MATERIAL FOR THIS TASK ▸
########
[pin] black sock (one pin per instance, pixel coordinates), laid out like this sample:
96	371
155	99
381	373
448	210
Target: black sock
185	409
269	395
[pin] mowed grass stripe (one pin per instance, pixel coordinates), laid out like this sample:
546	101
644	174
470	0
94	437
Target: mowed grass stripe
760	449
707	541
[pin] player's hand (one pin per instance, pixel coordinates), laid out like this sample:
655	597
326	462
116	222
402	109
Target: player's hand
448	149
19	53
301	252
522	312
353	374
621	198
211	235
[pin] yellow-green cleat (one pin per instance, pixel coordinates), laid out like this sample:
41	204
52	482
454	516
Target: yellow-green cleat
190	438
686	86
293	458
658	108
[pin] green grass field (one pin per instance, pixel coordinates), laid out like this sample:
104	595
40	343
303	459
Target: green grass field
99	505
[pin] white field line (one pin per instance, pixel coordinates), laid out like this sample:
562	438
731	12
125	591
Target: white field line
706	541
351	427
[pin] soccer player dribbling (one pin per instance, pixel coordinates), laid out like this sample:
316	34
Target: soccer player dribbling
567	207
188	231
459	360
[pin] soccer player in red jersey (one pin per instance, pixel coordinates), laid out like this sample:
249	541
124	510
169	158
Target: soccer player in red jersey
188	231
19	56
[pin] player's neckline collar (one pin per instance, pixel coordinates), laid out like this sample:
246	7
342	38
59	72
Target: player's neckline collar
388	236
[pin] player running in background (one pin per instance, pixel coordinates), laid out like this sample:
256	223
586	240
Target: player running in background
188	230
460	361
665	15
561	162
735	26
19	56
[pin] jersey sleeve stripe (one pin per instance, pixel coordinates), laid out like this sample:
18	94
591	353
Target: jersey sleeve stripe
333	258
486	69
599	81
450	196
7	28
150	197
########
BRIEF ▸
Search the records line by line for the word "instance" and copy every line where it appears.

REPLY ▸
[pin] black sock (one pin per instance, pixel coordinates), laid out like this sample:
[pin] mowed grass stripe (one pin per instance, pixel coordinates), laid out like this sample:
[pin] player's hand (one pin per instance, pixel coordinates), laid out like this sample:
[pin] yellow-green cleat (one pin per instance, pixel coordinates), laid out like this sample:
[pin] green grass field (one pin per instance, pixel coordinates), laid out like this sample:
[pin] white field line (one pin per instance, pixel coordinates), laid out like this sample:
[pin] soccer player dribbling (one pin per instance, pixel coordinates), laid out like this sample:
[pin] soccer player in red jersey (one pin per instance, pixel coordinates), laid out like this sample:
[pin] player's neckline collar (one pin per instance, pixel coordinates), laid out like this sample:
[pin] player running in background (one pin per instance, pixel coordinates), laid out like this sample:
[pin] jersey sleeve stripe (one pin per instance, pixel coordinates), laid out like this sample:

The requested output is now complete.